▶ _The problem_
Below are records; reproduce exactly the lines from the one containing "Practice. Identify the tree on" through the end, both included, and only those.

▶ _Records from a data collection_
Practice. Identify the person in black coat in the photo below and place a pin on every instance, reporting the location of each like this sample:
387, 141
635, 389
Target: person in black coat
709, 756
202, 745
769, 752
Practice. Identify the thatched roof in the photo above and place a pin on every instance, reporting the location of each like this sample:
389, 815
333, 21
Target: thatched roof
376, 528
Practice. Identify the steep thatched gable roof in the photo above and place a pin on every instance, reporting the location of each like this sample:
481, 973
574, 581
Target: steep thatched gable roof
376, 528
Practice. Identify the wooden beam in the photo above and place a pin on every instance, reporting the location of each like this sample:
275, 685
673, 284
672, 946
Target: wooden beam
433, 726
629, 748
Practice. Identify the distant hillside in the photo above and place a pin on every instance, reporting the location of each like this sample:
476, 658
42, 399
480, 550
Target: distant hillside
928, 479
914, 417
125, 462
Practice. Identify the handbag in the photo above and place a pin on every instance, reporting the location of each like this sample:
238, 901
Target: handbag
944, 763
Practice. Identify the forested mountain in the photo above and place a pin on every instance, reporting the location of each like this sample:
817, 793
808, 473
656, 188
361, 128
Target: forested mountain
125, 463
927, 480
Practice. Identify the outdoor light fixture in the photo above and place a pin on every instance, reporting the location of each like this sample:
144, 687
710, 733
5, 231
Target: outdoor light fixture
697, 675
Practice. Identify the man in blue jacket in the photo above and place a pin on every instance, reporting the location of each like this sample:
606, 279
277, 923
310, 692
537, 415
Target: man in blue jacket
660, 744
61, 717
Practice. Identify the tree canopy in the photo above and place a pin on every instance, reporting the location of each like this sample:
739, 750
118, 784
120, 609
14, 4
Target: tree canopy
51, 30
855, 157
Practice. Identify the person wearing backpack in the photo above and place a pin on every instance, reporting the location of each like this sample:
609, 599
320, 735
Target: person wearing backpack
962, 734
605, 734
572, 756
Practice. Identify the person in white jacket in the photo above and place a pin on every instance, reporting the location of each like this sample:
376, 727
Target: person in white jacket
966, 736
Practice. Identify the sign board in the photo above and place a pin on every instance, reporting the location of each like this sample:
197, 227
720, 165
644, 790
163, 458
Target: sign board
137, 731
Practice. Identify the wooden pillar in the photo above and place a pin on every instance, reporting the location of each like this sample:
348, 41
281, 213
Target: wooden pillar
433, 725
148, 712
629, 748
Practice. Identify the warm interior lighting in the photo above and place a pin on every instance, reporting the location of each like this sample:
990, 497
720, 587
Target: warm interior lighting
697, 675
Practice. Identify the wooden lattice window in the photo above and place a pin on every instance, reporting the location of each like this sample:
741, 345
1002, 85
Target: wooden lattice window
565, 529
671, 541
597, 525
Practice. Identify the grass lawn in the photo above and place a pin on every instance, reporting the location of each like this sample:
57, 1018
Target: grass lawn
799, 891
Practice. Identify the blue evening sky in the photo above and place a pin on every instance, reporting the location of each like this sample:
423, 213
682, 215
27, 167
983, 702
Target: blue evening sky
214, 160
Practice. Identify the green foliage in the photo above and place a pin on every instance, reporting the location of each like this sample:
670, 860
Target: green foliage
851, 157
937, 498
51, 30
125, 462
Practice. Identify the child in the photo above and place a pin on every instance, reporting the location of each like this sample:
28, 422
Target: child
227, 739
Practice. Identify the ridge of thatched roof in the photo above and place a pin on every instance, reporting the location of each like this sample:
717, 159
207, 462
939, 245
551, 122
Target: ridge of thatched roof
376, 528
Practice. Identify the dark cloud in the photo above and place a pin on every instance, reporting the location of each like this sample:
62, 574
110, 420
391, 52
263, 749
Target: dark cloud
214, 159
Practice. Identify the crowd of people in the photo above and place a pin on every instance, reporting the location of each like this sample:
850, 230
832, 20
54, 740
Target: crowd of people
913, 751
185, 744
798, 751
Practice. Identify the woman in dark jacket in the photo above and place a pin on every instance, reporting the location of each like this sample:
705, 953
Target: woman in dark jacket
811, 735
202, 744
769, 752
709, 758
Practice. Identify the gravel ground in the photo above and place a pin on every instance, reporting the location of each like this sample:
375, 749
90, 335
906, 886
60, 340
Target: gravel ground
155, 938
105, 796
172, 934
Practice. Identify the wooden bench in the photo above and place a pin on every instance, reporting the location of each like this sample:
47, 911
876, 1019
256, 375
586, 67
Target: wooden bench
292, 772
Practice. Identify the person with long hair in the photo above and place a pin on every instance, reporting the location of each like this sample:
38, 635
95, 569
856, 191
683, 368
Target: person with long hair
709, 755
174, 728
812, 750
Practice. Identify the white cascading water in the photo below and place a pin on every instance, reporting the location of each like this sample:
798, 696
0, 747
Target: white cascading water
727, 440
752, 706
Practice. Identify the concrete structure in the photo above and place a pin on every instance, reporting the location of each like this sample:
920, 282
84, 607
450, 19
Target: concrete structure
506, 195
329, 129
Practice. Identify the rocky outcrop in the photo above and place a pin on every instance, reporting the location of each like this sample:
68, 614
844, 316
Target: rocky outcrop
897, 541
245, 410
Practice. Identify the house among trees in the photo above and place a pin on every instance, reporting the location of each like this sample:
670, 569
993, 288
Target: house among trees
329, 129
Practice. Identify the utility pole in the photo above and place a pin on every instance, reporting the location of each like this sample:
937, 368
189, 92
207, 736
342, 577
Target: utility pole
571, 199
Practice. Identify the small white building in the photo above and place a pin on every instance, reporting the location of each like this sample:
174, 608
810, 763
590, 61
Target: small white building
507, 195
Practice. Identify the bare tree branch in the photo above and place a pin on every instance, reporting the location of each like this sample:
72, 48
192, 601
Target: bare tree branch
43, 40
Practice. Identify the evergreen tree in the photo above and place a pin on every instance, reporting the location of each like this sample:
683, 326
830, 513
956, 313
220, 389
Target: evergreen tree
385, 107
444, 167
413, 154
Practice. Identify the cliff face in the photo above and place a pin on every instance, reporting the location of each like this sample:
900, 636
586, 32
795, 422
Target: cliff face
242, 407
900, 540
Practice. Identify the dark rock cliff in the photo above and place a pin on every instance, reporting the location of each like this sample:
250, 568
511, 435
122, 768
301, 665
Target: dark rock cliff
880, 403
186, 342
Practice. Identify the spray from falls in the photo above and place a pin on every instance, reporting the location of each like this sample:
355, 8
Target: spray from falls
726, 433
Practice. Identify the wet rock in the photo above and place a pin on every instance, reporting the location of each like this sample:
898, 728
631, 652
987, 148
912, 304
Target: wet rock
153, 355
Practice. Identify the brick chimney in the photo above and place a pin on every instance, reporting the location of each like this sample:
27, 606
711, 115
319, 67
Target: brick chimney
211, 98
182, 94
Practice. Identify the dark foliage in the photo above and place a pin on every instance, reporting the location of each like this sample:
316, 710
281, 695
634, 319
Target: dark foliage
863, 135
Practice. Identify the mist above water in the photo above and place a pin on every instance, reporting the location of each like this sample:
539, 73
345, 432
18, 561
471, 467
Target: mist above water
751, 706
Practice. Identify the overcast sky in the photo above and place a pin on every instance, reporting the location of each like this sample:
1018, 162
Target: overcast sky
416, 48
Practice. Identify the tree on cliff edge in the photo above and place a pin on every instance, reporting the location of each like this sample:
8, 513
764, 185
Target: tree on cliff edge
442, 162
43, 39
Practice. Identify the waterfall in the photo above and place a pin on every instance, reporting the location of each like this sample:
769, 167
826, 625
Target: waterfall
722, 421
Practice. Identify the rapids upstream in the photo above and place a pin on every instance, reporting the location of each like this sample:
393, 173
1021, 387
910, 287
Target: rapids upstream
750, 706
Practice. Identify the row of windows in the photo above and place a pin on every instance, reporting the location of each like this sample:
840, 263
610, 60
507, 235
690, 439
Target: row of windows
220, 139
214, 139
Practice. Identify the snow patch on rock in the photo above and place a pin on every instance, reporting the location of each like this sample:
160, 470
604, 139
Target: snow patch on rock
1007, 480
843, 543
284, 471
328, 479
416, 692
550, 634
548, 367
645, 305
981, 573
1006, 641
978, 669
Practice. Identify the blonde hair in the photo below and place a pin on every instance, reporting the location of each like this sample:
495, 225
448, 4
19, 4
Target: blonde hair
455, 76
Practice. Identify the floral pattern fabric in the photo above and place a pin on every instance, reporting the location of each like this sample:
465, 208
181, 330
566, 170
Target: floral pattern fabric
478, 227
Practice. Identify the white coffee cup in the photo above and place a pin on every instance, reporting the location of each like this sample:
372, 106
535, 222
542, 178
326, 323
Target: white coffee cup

▶ _Task response_
Practice. Identify the tree on cliff edge in the photo above and place a pin on every instance, reporting the location of each like this sample:
8, 513
764, 185
Target: tree on cliff edge
442, 162
43, 39
Practice. Identify the waterfall in the photo above and place a pin on every instance, reporting the location of each like this sample:
769, 167
826, 625
Target: waterfall
722, 421
Practice. Identify the rapids upstream in the photo above and place a pin on every instance, reporting the location of each like this sample:
393, 173
1021, 387
910, 287
Target: rapids upstream
750, 706
Practice. Identify the row of windows in the photo above and place a pin on every instance, reporting the location of each like this sample:
840, 263
610, 60
507, 235
690, 439
Target: row of windows
220, 139
214, 139
Practice. Identify the snow patch on rock in the photo above and place a pin on every instance, reporting the location of each like this sample:
160, 470
604, 139
Target: snow patch on rock
1007, 480
843, 543
284, 471
328, 479
416, 692
550, 634
548, 367
645, 305
981, 573
1006, 641
978, 669
Practice. Identify the blonde hair in the photo below and place a pin on every instance, reporting the location of each like this sample:
495, 225
448, 4
19, 4
Target: blonde hair
455, 76
Practice. Identify the floral pattern fabric in the photo above and place a pin on every instance, reporting the location of each like this sample:
465, 208
181, 330
566, 170
Target: floral pattern fabric
478, 227
Practice. Identify the white coffee cup in the photo above and place a pin on every instance, reporting the location of each like this sample:
372, 106
535, 222
542, 178
326, 323
Target: white coffee cup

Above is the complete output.